Arbeitsauftrag 1:
Erkläre mithilfe des Textes über die Hummer vor Helgoland, weshalb die Tiere einander zur Paarungszeit nicht mehr fanden.
Arbeitsauftrag 2:
Führe den Text über die Hummer vor Helgoland im Anschluss an seinen letzten Satz weiter.
::: Lesetext
Das Projekt wurde nie zu Ende geführt. Die Molen sind inzwischen zerbrochen, und oberirdisch sieht man nur wenig von den Aufspülungen: Helgoland hat eine Landzunge dazubekommen, auf der heute die Inselkläranlage steht, und die Insel Düne ist runder geworden. Unter Wasser wurden jedoch viele Lebensräume für felsliebende Tiere – wie Hummer oder Seenelken, die Steine zum Anwachsen brauchen – vernichtet. Britische Bomber richteten weitere großflächige Zerstörungen an, als sie die Festung Helgoland zerschlagen sollten.

Den überlebenden Tieren setzte bald die Umweltverschmutzung zu. Hummer verlassen sich bei ihrer Orientierung und Kommunikation mit anderen Hummern vor allem auf die Riechorgane in ihren Fühlern – und die sind besonders empfindlich für verschiedene Erdölbestandteile, wie die Biologin Ismeni Walter aus dem Team von Buchholz herausfand. Die fatalen Folgen: Die einzelgängerischen Tiere, von denen es nur noch wenige gab, fanden weder einander zur Paarungszeit, noch konnten sie ausreichend Beute aufstöbern. Trotzdem blieben Schutzmaßnahmen zunächst aus: Die Hummerfischer holten heraus, was noch da war. Erst 1998 wurden trächtige Weibchen unter Schutz gestellt.
::::::
::: Bereitgestellte Daten
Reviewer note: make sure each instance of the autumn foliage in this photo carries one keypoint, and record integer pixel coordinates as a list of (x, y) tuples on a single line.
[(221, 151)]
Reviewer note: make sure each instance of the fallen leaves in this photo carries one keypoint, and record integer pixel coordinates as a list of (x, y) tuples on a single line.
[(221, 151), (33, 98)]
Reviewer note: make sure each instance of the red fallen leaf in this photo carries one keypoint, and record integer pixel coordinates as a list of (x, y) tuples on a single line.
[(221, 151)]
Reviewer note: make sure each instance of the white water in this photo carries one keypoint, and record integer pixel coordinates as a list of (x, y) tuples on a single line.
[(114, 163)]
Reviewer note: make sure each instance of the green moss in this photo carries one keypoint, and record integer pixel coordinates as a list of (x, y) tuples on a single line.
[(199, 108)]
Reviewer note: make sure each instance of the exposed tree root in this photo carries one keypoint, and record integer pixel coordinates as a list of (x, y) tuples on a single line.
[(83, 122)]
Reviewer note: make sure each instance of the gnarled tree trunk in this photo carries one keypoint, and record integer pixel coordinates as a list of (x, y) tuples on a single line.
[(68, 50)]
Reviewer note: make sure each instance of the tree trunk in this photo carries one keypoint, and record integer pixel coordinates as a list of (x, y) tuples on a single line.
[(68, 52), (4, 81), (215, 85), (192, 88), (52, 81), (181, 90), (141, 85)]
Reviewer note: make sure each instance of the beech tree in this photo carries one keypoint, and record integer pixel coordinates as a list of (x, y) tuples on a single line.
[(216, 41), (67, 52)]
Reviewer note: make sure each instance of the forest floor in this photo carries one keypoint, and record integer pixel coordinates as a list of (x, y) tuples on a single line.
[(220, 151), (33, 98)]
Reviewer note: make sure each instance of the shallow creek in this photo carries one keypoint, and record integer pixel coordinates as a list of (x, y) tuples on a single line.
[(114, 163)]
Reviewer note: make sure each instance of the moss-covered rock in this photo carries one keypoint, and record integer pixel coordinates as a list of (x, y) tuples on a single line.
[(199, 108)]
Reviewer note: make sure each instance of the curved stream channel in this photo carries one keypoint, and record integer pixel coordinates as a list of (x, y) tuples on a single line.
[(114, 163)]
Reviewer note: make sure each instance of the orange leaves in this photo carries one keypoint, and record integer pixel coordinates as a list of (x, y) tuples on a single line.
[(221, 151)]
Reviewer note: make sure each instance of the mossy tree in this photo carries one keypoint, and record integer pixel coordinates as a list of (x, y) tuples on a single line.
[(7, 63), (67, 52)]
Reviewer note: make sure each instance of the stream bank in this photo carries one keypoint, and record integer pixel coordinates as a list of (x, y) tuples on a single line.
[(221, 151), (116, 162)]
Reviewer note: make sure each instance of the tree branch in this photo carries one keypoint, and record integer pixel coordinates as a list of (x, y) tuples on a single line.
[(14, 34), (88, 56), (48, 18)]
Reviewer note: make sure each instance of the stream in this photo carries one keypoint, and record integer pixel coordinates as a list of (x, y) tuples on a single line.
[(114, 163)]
::::::
Antwort 1:
Hummer orientieren sich und kommunizieren mit anderen Hummern vor allem über die Riechorgane in ihren Fühlern. Diese sind besonders empfindlich für verschiedene Erdölbestandteile. Deshalb fanden die wenigen verbliebenen Einzelgänger durch die Umweltverschmutzung weder einander zur Paarungszeit noch ausreichend Beute.

Antwort 2:
Obwohl die Verschmutzung der Nordsee zurückgegangen ist und auch viele Felsgebiete inzwischen durch Wellen und Strömung vom Sand befreit sind, hat sich der Hummerbestand lange Zeit nicht erholt. „Möglicherweise ist die Population so klein geworden, dass sie sich aus eigener Kraft nicht mehr erholen kann”, sagt Karl Heinz Franke vom BAH, der mit seinem Team die Veränderungen in der Nordseefauna untersucht. Auch die Nachzuchtmaßnahmen der BAH-Forscher waren lange Zeit erfolglos. Sie hatten zwar gelernt, wie man Hummer züchtet und wie und mit welchen Futter man die kleinen Krebschen ernährt, aber die ausgesetzten Tiere überlebten nicht lange.

Ein wichtiger Grund: Nachdem sich der Lebensraum verändert hatte und die Hummer dezimiert waren, breiteten sich Taschenkrebse aus. Sie sind anspruchsloser als die Hummer und kommen mit Sand wie mit Fels zurecht. Zudem starb in den letzten Jahrzehnten ihr wichtigster Feind – der Kabeljau – in der Nordsee fast aus. Die Taschenkrebse wurden zum großen Gegenspieler des Hummers. Wahrscheinlich verhinderten sie dessen Wiederausbreitung, weil sie seinen Lebensraum besetzten. Dazu kam, dass die ins Meer entlassenen Hummer zu klein waren, um in ausreichender Zahl zu überleben. „In den ersten Jahren unserer Experimente haben wir Hummerlarven ausgesetzt”, sagt Buchholz. „ Ich befürchte, wir haben damals vor allem Fischfutter produziert.”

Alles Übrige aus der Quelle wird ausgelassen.